Testo riportato:
Crede che dietro alla morte di Attilio Manca ci sia qualcosa di grosso?

“Attilio Manca non è morto per un’overdose accidentale. E’ un omicidio organizzato con pignola attenzione anche nei dettagli. Credo che Manca si sia trovato coinvolto, consapevolmente o inconsapevolmente, in una vicenda che ha riguardato l’operazione e le cure post operatorie prestate a Provenzano per il tumore alla prostata, e che per questa ragione sia stato ucciso”.

Elenco dei compiti:
1/ Per ciascuna affermazione, (a), (b) e (c), indica se è in accordo con il testo sulla morte di Attilio Manca. Rispondi sì o no e cita tra virgolette le parole del testo che lo dimostrano.
(a) Secondo chi parla, Manca è morto per un’overdose accidentale.
(b) Chi parla lega la vicenda alle cure post operatorie prestate a Provenzano.
(c) Chi parla è sicuro che Manca sapesse di essere coinvolto.
2/ Continua il testo sulla morte di Attilio Manca, partendo dopo l’ultima frase.
Le voci qui sotto non hanno nulla a che fare con il testo.

Voci fornite:
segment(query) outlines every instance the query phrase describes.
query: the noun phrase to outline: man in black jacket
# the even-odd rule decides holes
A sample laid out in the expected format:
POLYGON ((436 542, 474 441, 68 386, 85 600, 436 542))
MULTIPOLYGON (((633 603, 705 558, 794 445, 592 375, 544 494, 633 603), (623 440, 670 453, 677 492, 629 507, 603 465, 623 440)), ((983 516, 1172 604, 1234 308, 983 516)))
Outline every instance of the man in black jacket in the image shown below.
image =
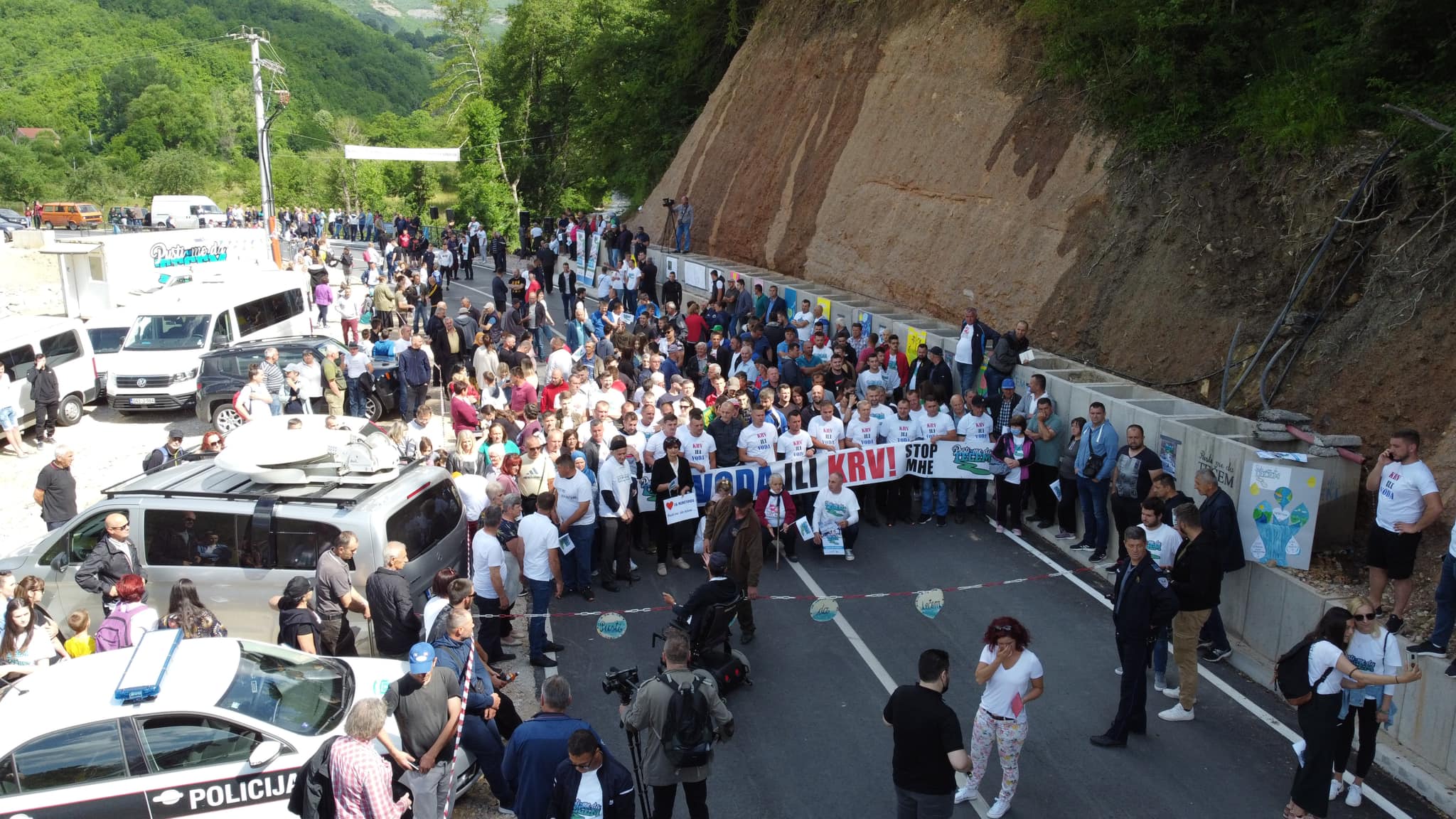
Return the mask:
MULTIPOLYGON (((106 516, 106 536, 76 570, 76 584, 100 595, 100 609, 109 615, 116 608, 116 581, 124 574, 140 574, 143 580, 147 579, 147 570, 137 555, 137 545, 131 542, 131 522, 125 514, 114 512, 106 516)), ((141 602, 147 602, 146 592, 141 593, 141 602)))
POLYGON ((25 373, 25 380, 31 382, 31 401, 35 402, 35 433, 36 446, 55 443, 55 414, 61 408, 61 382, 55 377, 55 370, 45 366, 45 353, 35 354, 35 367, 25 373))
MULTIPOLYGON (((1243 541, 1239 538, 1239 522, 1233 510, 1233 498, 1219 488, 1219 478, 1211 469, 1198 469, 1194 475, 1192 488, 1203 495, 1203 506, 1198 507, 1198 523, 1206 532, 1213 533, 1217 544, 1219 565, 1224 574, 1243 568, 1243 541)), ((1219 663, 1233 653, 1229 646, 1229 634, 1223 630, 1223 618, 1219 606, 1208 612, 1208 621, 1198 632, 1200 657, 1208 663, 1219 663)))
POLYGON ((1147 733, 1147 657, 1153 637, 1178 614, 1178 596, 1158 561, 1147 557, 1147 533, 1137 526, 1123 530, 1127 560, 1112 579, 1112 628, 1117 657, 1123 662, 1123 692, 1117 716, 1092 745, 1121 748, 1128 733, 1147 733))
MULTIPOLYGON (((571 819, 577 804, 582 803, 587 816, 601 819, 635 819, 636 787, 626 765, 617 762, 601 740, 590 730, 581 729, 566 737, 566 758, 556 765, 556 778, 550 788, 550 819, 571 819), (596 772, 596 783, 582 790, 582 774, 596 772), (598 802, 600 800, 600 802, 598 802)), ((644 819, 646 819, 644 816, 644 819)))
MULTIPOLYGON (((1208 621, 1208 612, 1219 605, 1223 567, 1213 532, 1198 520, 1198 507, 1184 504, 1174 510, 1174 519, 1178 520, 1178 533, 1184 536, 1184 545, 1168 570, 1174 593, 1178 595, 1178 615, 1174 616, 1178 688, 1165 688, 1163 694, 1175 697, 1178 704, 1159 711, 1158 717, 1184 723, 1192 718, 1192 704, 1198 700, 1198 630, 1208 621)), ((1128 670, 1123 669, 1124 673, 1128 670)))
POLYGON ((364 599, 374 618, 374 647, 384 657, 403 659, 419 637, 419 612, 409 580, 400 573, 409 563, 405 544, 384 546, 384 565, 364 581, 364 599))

...

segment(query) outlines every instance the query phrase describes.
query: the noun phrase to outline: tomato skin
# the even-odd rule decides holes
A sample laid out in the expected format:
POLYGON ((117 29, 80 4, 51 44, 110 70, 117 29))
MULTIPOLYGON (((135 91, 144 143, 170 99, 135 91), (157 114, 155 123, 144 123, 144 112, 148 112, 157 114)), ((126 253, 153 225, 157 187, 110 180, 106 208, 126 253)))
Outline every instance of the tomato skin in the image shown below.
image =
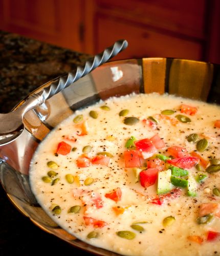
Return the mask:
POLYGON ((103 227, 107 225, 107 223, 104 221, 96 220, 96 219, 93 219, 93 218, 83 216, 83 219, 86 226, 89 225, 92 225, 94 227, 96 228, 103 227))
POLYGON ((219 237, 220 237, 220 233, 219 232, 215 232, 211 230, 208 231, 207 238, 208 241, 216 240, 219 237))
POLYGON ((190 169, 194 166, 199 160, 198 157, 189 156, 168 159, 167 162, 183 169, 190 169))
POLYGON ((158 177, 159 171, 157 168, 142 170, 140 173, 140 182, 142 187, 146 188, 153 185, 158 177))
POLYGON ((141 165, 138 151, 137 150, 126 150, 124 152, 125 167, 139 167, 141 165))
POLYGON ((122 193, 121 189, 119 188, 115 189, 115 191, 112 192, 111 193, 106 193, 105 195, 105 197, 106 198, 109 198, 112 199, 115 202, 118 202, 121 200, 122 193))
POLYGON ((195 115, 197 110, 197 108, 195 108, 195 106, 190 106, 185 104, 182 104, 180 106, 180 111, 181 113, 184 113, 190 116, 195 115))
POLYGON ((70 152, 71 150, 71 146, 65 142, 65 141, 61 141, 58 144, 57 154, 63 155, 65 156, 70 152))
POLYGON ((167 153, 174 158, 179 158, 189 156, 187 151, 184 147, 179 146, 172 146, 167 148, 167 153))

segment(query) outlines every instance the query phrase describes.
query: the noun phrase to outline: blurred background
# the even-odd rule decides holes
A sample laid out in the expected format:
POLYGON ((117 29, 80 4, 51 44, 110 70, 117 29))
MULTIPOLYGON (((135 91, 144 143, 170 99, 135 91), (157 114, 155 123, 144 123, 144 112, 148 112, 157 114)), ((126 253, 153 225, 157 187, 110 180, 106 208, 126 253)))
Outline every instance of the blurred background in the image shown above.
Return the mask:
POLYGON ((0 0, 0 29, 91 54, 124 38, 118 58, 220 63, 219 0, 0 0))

---

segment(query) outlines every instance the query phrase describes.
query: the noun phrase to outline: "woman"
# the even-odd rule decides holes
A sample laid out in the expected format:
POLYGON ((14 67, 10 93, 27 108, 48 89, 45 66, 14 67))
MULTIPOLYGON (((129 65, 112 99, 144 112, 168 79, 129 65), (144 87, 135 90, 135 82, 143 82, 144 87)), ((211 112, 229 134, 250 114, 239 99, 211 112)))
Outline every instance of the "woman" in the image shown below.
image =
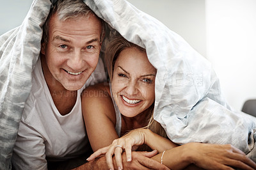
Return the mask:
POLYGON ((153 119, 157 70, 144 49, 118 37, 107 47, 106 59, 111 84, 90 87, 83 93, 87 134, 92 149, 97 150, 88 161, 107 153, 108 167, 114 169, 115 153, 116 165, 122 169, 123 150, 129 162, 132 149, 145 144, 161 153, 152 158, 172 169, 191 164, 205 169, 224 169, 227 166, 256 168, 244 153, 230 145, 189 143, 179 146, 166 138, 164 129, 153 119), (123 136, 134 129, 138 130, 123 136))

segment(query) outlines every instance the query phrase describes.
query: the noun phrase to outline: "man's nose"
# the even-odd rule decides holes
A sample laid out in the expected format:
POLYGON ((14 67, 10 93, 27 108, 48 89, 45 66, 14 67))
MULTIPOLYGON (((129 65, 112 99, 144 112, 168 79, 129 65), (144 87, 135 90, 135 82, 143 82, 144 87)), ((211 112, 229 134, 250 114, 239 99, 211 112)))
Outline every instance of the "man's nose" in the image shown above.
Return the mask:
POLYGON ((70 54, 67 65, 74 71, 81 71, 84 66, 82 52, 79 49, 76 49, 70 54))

Risposte per compito:
1/
(a) No: "Attilio Manca non è morto per un’overdose accidentale."
(b) Sì: "una vicenda che ha riguardato l’operazione e le cure post operatorie prestate a Provenzano per il tumore alla prostata"
(c) No: "consapevolmente o inconsapevolmente"

2/
Non è eccessivo che i magistrati di Viterbo – durante l’audizione in Commissione antimafia – abbiano bollato Attilio Manca come un drogato, attribuendo questo termine alla madre che, cinque giorni dopo la morte del figlio, dichiarò a verbale che Attilio, negli anni del liceo, ‘’si era fatto qualche canna’’? La Polizia, invece di scrivere marijuana, scrisse “stupefacenti”, creando da quel momento l’equivoco che Attilio Manca fosse un tossico…

“In Commissione i magistrati hanno citato la deposizione della madre, che ovviamente si riferiva a un periodo studentesco in cui il ragazzo si sarà fatto qualche spinello. Però dicono pure di avere ascoltato alcuni amici d’infanzia di Barcellona, che Attilio Manca avrebbe continuato a frequentare. Secondo costoro, quando il medico scendeva in Sicilia, si ritrovava con loro anche per fare uso di eroina. Tutto questo, però, non ha avuto alcun riscontro. I colleghi laziali di Manca, sentiti sul punto, hanno smentito tutto. Peraltro è praticamente impossibile che un chirurgo possa fare uso di eroina e al tempo stesso entrare in sala operatoria con la stessa abilità di Manca”.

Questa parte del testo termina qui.